# Requirements:
Format every one of the records below as a numbered list, one line per item, with blank lines omitted.

# Dataset entries:

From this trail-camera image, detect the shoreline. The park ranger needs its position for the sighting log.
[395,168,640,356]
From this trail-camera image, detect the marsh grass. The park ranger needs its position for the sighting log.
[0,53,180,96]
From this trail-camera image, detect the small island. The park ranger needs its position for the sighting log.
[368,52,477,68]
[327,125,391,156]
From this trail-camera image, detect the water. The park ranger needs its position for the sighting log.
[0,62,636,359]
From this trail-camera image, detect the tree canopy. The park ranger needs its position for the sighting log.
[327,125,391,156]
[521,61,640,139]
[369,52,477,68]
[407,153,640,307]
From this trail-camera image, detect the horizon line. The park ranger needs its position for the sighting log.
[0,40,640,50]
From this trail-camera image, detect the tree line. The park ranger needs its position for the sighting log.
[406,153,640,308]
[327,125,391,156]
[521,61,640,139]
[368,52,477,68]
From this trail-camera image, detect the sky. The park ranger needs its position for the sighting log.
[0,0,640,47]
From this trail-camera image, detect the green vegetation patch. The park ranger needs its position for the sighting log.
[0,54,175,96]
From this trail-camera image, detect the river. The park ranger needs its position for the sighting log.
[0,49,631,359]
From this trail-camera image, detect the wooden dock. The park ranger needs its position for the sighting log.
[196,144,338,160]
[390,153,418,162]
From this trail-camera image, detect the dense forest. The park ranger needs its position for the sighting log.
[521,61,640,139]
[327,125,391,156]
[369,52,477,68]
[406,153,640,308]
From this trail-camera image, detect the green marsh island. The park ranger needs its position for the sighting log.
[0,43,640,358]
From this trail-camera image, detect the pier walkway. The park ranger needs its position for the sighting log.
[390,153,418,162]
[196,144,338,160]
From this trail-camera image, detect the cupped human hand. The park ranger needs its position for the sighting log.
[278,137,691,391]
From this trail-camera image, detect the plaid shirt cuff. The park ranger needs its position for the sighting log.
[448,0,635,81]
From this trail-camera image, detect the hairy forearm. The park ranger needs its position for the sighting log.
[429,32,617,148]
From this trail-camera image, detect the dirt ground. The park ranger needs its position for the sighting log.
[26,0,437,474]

# Task output:
1. From this trail-camera image, detect the shoreline. The park ranger needs its position for the sighting log.
2. [395,168,640,356]
3. From this trail-camera image, detect the marsh grass. The park ranger needs its position for the sighting log.
4. [0,53,180,96]
5. From this trail-camera image, detect the small island. The park ranger needs its position for the sighting log.
6. [368,52,477,68]
7. [327,125,391,156]
8. From this trail-camera image, detect the water. The park ranger needs its position for the sighting log.
9. [0,62,636,359]
10. From this trail-camera image, detect the tree canopy. The park ranger needs its position for the sighting log.
11. [327,125,391,156]
12. [521,61,640,139]
13. [369,52,477,68]
14. [407,153,640,307]
15. From this trail-camera image, detect the horizon line. The park ranger needs its position for the sighting log.
16. [0,40,640,50]
17. From this trail-camera image, detect the tree line. The park ranger needs its position for the sighting log.
18. [406,153,640,308]
19. [327,125,391,156]
20. [521,61,640,139]
21. [368,52,477,68]
22. From this trail-camera image, detect the sky. The park ranger needs its position for the sighting log.
23. [0,0,640,47]
24. From this trail-camera image, detect the green vegetation patch. The park ranger needs its position for the sighting log.
25. [0,54,175,96]
26. From this trail-camera image, detect the river. The park ranger needs its position for the sighting log.
27. [0,49,631,359]
28. From this trail-camera image, detect the wooden dock. The park ranger needs its position for the sighting log.
29. [196,144,338,160]
30. [390,153,418,162]
31. From this trail-camera image, detect the dense forest. The park ranger needs its position for the sighting log.
32. [521,61,640,139]
33. [327,125,391,156]
34. [369,52,477,68]
35. [406,153,640,308]
36. From this trail-camera image, detect the green marsh island. The park ranger needs its position for the sighting log.
37. [0,43,640,358]
38. From this trail-camera image, detect the pier walkway. The park ranger needs its position for the sighting log.
39. [390,153,418,162]
40. [196,144,338,160]
41. From this trail-camera image, detect the cupped human hand. The park ranger needs its position for the sighting log.
42. [278,137,691,391]
43. From this trail-camera image, detect the plaid shirt cuff. The park ranger needs its position for the sighting log.
44. [448,0,635,81]
45. From this trail-camera image, detect the hairy forearm. The park ranger needs its position for the sighting log.
46. [429,32,617,148]
47. From this trail-camera image, detect the dirt ground. The park ranger needs its position for the sighting log.
48. [26,0,437,474]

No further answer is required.